▶ Фрагмент документа:
Светает. Изредка, со свистом падая в воду, взрывается снаряд. Над холмом медленно поднимается красный шар солнца. Стало теплее. По реке медленно плывут опрокинутые лодки, шапки, ватники, разные обломки... Сколько человеческих жизней стоила нам эта переправа. Но сейчас по широкому мосту нескончаемым потоком движутся на запад танки, машины, орудия.

Левин получает пополнение. Богданов не скупится, дает столько солдат, сколько может. Хорошие бойцы, но с саперным делом незнакомы. Что ж, опять придется учить. Левин это умеет. В короткий срок научит своих хлопцев всему. Вот и сейчас говорит им:

— У меня нет подрывников, минеров, заградителей, мостовиков. Вы саперы! Значит, должны уметь делать все, что бой требует!

Артиллерийский салют в Москве был наградой бойцам и командирам 2-й танковой армии за форсирование Южного Буга.

Двое суток вся артиллерия армии била по правому берегу, подавляя огневые средства противника. 15-я мотострелковая бригада прочно захватывает плацдарм и под прикрытием нашего огня расширяет его.

К вечеру 14 марта вся армия переправилась через реку. Движемся к Днестру. До него от Джулинок полтораста километров. А дороги все хуже. Не хватает горючего. Все тяжелее с боеприпасами. Когда мы готовились войти в прорыв, начальник артиллерийского снабжения армии полковник С. Н. Фадеев все танки, самоходки, машины загрузил штабелями снарядов. Но этот запас давно израсходован. Где-то далеко от передовых частей ползут грузовики со снарядами. Н. Н. Гусев и начальник армейского артиллерийского склада подполковник М. А. Балмаков делают все возможное, чтобы вовремя подвезти боеприпасы танкам и орудиям, но распутица подчас сводит на нет все их усилия.

▶ Данные для анализа:
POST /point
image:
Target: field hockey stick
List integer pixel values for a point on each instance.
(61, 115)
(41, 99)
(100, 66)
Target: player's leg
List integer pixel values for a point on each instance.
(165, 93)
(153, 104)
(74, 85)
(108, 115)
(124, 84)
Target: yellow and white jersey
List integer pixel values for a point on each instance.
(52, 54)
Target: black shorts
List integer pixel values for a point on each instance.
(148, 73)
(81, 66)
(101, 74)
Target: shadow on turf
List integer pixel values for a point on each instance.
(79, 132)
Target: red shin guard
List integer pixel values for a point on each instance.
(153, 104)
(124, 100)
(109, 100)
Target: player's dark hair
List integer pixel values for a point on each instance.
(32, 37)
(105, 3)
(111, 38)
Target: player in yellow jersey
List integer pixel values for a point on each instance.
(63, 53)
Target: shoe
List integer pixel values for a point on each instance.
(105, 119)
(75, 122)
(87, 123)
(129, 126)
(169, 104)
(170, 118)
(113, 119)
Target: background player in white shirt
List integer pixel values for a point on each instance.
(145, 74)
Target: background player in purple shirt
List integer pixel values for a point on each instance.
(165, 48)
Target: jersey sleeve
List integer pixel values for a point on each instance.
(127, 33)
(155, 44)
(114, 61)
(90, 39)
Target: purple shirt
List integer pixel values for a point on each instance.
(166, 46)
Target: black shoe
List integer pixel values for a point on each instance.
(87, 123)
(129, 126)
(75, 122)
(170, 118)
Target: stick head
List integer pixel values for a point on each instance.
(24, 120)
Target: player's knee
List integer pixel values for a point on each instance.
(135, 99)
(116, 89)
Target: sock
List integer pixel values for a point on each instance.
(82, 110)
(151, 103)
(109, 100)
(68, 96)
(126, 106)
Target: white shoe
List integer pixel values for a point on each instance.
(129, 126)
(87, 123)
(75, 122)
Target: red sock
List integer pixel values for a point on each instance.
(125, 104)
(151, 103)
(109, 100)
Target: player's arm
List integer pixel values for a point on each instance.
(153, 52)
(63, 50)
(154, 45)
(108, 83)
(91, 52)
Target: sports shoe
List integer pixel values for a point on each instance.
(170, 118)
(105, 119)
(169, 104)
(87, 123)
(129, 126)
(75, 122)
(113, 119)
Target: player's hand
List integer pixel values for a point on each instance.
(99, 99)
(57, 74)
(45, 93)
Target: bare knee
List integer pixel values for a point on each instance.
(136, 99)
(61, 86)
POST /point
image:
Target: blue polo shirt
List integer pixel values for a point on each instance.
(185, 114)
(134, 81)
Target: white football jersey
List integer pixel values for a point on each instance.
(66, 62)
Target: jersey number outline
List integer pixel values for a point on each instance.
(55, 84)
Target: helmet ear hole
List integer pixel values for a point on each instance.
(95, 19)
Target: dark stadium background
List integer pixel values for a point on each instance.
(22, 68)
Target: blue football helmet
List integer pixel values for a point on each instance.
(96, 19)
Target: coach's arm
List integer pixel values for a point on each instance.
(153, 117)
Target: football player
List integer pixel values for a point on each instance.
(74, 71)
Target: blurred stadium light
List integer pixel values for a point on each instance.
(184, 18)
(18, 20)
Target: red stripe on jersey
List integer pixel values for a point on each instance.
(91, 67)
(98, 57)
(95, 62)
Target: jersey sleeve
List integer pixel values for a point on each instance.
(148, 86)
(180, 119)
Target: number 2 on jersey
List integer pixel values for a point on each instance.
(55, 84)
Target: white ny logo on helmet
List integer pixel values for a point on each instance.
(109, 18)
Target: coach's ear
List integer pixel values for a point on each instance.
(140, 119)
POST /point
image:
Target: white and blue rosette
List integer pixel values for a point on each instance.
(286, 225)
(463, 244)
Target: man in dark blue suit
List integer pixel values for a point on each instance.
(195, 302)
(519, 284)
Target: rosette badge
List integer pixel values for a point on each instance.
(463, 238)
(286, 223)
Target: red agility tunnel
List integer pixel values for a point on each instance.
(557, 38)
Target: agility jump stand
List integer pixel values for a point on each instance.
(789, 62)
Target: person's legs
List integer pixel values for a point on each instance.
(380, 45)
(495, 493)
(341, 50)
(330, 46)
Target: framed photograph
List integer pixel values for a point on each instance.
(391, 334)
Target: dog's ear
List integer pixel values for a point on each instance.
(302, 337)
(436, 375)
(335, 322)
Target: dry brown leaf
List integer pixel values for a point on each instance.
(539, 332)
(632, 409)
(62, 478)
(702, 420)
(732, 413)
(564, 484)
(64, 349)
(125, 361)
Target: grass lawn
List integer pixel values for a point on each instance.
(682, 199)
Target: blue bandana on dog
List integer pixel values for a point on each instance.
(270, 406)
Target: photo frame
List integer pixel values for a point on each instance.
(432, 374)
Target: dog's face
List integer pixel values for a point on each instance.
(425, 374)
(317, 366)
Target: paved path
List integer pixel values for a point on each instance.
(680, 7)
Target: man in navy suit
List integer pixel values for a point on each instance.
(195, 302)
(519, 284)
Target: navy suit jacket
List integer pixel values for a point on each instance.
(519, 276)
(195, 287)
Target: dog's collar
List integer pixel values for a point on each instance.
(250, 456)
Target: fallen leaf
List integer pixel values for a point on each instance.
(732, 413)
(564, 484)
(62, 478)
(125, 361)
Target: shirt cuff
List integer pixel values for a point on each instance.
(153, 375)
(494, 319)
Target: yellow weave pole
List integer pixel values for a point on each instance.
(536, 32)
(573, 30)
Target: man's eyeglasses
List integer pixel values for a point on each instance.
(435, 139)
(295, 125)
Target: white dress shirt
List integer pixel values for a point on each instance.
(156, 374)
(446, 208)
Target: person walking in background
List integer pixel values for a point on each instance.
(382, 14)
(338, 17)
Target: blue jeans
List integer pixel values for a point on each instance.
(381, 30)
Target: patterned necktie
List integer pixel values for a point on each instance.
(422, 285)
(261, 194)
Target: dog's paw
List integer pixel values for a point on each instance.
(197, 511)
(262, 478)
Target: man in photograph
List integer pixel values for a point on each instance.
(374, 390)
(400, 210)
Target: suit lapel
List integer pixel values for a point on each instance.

▶ Задания для работы:
1) Перепишите дословно фрагмент о переправе через Южный Буг от слов «Светает. Изредка, со» до слов «форсирование Южного Буга.».
2) Ответьте на вопросы по фрагменту о переправе через Южный Буг.
(а) Какую должность занимал полковник С. Н. Фадеев?
(б) Какая бригада захватывает плацдарм на правом берегу?
(в) Сколько километров от Джулинок до Днестра?

▶ Ответы к заданиям:
1)
Светает. Изредка, со свистом падая в воду, взрывается снаряд. Над холмом медленно поднимается красный шар солнца. Стало теплее. По реке медленно плывут опрокинутые лодки, шапки, ватники, разные обломки... Сколько человеческих жизней стоила нам эта переправа. Но сейчас по широкому мосту нескончаемым потоком движутся на запад танки, машины, орудия.

Левин получает пополнение. Богданов не скупится, дает столько солдат, сколько может. Хорошие бойцы, но с саперным делом незнакомы. Что ж, опять придется учить. Левин это умеет. В короткий срок научит своих хлопцев всему. Вот и сейчас говорит им:

— У меня нет подрывников, минеров, заградителей, мостовиков. Вы саперы! Значит, должны уметь делать все, что бой требует!

Артиллерийский салют в Москве был наградой бойцам и командирам 2-й танковой армии за форсирование Южного Буга.

2)
(а) Начальник артиллерийского снабжения армии.
(б) 15-я мотострелковая бригада.
(в) Полтораста километров.